Problem to solve
Update the breathing conversation between "Ryan: Now, this" and "over the years.", inclusive, changing "functional breathing" to "nasal breathing".

Extract to read
###

Andy: Right. So when you’re breathing and anyone can experiment similar to this and find this out and we’ll give you some things to try later on, but when you breathe, you’re not just bringing oxygen and other gases into your body and expelling different gases. you’re giving your brain and your chemistry all kinds of different signals based on sort of the, the mix of gases and how these things go into your bloodstream. And this has a lot of impact in different things in your body. And so what Ryan’s saying here is that by hyperventilating they’re sort of tricking their brain into letting them go further than it could. Which in some cases might be useful, but it can also be extremely dangerous in the water, with your brain giving you more leeway than you actually deserve.
Ryan: Exactly. And that’s the big thing about this is it can have good benefits in the sense that it can help you, but it’s how far you can go or not is basically what we’re looking at. Now, I will, I do want to say that I’m not saying that Wim Hof is bad at all. It has a different purpose for some of the other things that are out there. And, and again it comes down to that, the difference between looking at a hypocapnic versus hypercapnic breathing. And so speaking of the hypercapnic breathing, we’ll look at that. We can use something, for example, oxygen advantage was, takes advantage of the fact that it’s more of a natural breathing and when they’re performing their style of breathing, it’s low oxygen but it’s high carbon dioxide, and so the balance for that basically rather than hyperventilating, you’re using natural breathing patterns that are not forced and then you’re performing breath retention.
Ryan: Now, this is, both of these can be looking at performance, but the oxygen advantage, the big thing with that really is looking at being able to perform at a high level using functional breathing. So, straight out of the gate, I prefer oxygen advantage over Wim Hof in terms of performance. I use this a lot, and Andy gets sick of me talking about it all the time, but basically like anybody asks me about breathing, I’m like, breathe the oxygen advantage. Okay, that’s me. That’s what I’ve found to be the best for what I’ve gone through over the years.

###

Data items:
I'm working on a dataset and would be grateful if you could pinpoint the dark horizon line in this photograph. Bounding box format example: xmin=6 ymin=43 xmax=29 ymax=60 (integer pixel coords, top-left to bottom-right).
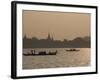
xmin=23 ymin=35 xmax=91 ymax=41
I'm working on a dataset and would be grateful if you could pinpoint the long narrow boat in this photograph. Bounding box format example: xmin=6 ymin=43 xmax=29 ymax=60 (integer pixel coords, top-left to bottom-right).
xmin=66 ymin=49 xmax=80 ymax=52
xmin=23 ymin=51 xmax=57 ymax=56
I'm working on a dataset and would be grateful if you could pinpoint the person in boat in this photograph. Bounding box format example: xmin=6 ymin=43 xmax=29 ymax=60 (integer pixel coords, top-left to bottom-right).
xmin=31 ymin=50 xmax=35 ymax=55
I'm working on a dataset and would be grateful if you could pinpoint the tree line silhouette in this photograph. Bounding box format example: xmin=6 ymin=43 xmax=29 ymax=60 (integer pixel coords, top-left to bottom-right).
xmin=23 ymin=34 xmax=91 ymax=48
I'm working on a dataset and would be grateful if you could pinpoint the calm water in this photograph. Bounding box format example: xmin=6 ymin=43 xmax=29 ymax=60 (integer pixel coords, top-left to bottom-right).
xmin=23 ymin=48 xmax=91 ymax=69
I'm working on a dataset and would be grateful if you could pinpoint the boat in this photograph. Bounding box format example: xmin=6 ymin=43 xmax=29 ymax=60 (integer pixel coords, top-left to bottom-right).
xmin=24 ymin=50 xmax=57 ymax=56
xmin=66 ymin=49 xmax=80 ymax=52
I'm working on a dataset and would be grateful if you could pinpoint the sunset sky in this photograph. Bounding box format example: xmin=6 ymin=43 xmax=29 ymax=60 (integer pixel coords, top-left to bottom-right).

###

Written response
Ryan: Now, this is, both of these can be looking at performance, but the oxygen advantage, the big thing with that really is looking at being able to perform at a high level using nasal breathing. So, straight out of the gate, I prefer oxygen advantage over Wim Hof in terms of performance. I use this a lot, and Andy gets sick of me talking about it all the time, but basically like anybody asks me about breathing, I’m like, breathe the oxygen advantage. Okay, that’s me. That’s what I’ve found to be the best for what I’ve gone through over the years.